++++ DATASET EXTRACT ++++
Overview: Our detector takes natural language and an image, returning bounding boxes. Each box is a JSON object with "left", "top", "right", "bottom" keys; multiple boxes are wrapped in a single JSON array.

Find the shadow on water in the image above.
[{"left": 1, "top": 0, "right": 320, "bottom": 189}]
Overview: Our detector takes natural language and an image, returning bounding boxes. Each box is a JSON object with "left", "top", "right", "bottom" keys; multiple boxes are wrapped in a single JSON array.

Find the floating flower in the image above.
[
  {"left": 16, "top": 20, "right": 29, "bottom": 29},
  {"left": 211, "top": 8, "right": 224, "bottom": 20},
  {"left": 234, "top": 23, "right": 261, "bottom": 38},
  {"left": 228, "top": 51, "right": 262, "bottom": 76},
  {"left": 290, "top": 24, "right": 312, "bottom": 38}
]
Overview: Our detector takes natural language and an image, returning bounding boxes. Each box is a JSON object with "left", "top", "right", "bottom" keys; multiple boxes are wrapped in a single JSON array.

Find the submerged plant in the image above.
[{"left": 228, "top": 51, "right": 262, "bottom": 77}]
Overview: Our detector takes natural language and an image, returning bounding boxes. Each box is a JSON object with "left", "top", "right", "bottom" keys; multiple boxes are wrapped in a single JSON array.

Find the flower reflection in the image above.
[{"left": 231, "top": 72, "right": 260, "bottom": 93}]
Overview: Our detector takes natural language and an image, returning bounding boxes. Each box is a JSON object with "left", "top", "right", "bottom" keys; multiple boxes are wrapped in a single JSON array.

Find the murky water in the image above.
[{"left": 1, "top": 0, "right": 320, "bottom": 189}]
++++
Would you set down all the lines above, exactly and in full?

__TASK RESPONSE__:
Overview: Our detector takes natural language and an image, returning bounding boxes. Each box is a JSON object with "left", "top", "right", "bottom" keys; multiple boxes are wrapped in a single JSON array.

Find the shadow on water in the image above.
[{"left": 1, "top": 0, "right": 320, "bottom": 189}]
Overview: Our detector takes natural language and an image, returning bounding boxes. Each box is a JSON object with "left", "top", "right", "bottom" keys; multiple boxes are wrapped in a single JSON array.

Find the floating flower in the image above.
[
  {"left": 16, "top": 20, "right": 29, "bottom": 29},
  {"left": 211, "top": 8, "right": 224, "bottom": 20},
  {"left": 234, "top": 23, "right": 261, "bottom": 38},
  {"left": 228, "top": 51, "right": 262, "bottom": 76},
  {"left": 290, "top": 24, "right": 312, "bottom": 38}
]
Overview: Our detector takes natural language and an image, returning bounding boxes. Each box is a JSON object with "left", "top", "right", "bottom" keys; multiple boxes are wrapped in a single JSON array.

Find the submerged plant in the image above.
[{"left": 228, "top": 51, "right": 262, "bottom": 77}]
Overview: Our detector takes natural language and an image, returning bounding boxes. Each box is a JSON object with "left", "top", "right", "bottom" keys; multiple boxes are wrapped in a single JSON array.

Find the flower reflection in the image above.
[{"left": 231, "top": 72, "right": 260, "bottom": 93}]
Overview: Our detector takes natural language and an image, returning bounding boxes. Each box is a JSON object with "left", "top", "right", "bottom" keys; multiple boxes are wrapped in a single JSON array.

Find the murky water in the image above.
[{"left": 1, "top": 0, "right": 320, "bottom": 189}]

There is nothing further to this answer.